**WORK INSTRUCTIONS**
Rewrite the lines starting at the one containing "My colleague insists the horizontal" and ending at the one containing "[0,2,1331,538]" as a Markdown table with the columns No and Line. Number each line in No, put its text in Line, and leave out blank lines.

**RECORDS FOR THE TASK**
------
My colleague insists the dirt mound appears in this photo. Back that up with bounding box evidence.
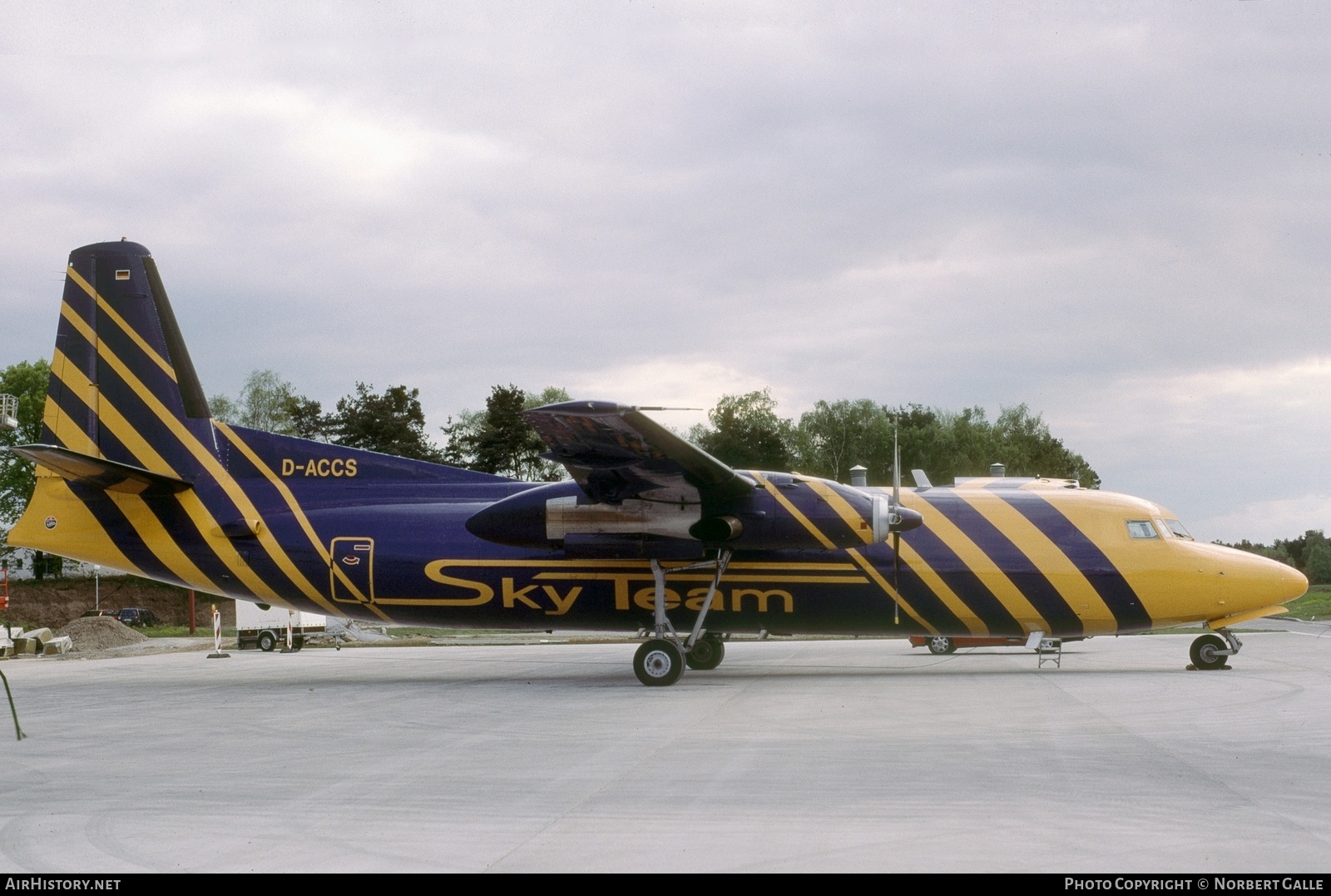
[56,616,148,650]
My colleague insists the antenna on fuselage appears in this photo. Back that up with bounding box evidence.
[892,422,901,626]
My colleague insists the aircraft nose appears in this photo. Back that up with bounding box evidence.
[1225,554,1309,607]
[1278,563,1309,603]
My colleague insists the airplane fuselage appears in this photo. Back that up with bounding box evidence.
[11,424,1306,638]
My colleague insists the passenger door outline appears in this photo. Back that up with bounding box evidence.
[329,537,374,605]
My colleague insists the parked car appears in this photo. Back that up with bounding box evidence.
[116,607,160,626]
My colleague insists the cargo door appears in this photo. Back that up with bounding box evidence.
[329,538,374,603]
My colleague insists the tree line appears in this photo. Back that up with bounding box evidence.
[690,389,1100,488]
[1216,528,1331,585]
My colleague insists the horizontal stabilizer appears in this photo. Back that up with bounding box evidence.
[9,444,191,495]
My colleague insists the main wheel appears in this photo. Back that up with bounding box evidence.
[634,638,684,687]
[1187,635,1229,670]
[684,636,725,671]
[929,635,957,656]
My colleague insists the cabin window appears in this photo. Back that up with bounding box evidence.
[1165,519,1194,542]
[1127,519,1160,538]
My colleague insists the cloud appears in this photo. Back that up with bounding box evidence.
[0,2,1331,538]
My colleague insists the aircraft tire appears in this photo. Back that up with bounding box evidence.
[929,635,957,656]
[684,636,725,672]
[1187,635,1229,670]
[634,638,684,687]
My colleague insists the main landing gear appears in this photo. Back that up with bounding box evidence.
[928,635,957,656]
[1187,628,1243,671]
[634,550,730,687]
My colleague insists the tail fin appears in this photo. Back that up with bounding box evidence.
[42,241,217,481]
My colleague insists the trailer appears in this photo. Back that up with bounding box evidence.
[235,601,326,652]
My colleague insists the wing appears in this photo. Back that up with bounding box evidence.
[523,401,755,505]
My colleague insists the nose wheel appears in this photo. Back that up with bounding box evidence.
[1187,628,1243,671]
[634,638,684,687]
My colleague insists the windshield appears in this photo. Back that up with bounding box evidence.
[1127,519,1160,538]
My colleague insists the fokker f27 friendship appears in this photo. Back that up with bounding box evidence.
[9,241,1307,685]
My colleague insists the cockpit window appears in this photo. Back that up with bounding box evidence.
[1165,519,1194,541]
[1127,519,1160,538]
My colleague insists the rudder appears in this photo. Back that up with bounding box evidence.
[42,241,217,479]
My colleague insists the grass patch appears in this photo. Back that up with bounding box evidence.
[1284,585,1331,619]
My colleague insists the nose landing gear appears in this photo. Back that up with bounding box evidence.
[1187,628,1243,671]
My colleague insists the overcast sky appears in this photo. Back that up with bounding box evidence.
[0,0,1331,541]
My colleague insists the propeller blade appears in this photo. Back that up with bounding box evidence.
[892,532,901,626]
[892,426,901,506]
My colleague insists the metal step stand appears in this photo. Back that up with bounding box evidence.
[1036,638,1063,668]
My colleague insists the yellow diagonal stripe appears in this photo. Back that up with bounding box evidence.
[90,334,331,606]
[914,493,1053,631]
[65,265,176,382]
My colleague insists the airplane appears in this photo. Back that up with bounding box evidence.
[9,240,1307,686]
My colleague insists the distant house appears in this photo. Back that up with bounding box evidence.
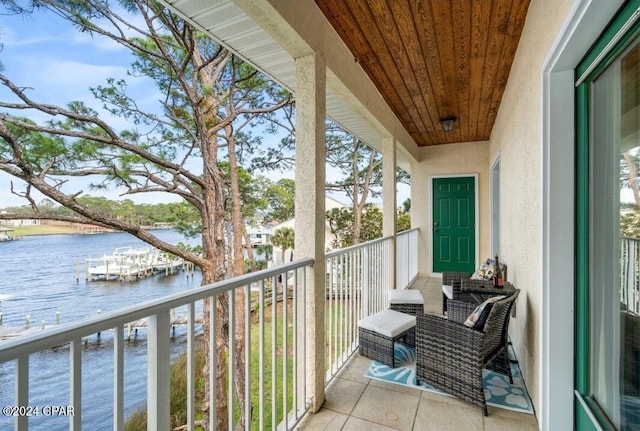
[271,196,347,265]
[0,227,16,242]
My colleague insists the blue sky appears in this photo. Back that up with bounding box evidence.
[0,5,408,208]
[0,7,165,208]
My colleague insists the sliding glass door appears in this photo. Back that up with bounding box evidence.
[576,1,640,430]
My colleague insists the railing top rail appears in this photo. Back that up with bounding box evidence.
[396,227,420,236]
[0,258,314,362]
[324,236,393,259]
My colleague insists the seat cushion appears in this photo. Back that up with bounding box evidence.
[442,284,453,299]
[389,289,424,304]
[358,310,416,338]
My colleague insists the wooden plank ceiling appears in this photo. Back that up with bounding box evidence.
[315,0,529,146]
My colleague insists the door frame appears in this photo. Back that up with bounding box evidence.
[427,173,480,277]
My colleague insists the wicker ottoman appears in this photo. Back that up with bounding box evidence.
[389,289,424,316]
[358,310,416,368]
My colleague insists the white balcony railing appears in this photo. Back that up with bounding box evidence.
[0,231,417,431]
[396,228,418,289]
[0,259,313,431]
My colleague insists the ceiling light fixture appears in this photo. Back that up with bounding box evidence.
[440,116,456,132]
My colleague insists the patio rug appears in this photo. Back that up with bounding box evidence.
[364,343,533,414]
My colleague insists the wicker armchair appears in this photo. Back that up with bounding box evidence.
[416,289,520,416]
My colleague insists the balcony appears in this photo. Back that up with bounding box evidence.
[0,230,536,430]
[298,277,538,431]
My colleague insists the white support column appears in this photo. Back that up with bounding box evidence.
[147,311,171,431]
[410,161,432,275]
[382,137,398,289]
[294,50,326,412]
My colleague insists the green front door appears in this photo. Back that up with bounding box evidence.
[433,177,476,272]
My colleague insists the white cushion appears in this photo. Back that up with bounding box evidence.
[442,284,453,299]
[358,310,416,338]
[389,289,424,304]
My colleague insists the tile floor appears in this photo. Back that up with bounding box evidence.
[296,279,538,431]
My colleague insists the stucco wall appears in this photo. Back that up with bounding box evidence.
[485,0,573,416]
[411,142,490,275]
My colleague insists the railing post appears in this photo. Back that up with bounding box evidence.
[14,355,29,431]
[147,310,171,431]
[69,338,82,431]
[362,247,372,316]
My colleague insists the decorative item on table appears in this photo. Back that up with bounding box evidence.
------
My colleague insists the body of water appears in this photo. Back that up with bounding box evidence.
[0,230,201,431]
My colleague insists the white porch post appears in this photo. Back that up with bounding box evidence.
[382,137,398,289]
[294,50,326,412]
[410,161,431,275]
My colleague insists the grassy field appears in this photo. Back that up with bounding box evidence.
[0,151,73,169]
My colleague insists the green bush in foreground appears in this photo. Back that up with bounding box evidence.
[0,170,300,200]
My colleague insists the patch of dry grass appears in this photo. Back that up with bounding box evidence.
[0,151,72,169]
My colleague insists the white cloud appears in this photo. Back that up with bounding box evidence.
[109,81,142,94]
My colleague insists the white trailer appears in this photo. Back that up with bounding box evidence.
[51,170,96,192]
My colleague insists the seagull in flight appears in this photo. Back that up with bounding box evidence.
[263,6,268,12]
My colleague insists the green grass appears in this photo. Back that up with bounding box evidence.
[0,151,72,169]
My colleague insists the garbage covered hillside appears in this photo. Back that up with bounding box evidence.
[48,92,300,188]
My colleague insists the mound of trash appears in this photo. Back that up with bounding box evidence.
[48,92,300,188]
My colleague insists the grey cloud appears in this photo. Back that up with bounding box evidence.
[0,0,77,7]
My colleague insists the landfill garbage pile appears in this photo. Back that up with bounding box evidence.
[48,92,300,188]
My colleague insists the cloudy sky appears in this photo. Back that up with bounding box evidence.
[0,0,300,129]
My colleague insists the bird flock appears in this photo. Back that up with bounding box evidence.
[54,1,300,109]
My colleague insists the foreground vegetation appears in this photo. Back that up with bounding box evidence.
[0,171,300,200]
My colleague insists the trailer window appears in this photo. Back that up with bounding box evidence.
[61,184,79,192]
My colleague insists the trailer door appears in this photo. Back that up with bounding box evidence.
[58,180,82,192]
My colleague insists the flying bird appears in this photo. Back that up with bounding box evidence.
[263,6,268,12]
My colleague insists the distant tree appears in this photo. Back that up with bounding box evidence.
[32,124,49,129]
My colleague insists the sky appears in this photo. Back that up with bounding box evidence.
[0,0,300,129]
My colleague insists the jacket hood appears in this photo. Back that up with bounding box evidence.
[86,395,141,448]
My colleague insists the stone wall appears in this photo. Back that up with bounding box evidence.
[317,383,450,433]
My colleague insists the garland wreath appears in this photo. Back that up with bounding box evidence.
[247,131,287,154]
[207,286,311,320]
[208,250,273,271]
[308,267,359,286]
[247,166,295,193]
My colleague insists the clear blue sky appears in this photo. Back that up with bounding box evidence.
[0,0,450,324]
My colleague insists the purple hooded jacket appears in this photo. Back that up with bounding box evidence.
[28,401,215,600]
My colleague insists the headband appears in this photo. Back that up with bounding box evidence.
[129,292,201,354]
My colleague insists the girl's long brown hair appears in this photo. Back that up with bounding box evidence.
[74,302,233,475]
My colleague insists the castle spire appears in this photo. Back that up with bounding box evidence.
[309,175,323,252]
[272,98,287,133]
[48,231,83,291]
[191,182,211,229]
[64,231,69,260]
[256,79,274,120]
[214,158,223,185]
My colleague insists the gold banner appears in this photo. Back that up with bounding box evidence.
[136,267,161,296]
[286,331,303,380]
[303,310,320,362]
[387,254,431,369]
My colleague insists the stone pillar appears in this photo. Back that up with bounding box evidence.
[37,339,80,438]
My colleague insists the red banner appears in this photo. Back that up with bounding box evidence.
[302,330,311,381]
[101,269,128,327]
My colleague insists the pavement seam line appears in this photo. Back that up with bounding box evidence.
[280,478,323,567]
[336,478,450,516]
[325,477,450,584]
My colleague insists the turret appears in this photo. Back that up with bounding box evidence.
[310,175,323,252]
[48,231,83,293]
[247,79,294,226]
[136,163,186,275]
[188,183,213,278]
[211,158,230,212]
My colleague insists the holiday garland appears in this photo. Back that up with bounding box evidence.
------
**FINISHED TASK**
| No | Line |
|---|---|
| 1 | My colleague insists the horizontal stabilizer appears in this photo. Back that up with bounding box evidence. |
| 2 | [9,444,191,495] |
| 3 | My colleague insists the main wheel appears in this photo. Back that up with bounding box evidence. |
| 4 | [634,638,684,687] |
| 5 | [1187,635,1229,670] |
| 6 | [684,636,725,671] |
| 7 | [929,635,957,656] |
| 8 | My colleague insists the cabin window appears in this photo. Back that up with bounding box evidence. |
| 9 | [1165,519,1194,542] |
| 10 | [1127,519,1160,538] |
| 11 | My colleague insists the cloud appears in this photo. Back that up with bounding box evidence. |
| 12 | [0,2,1331,538] |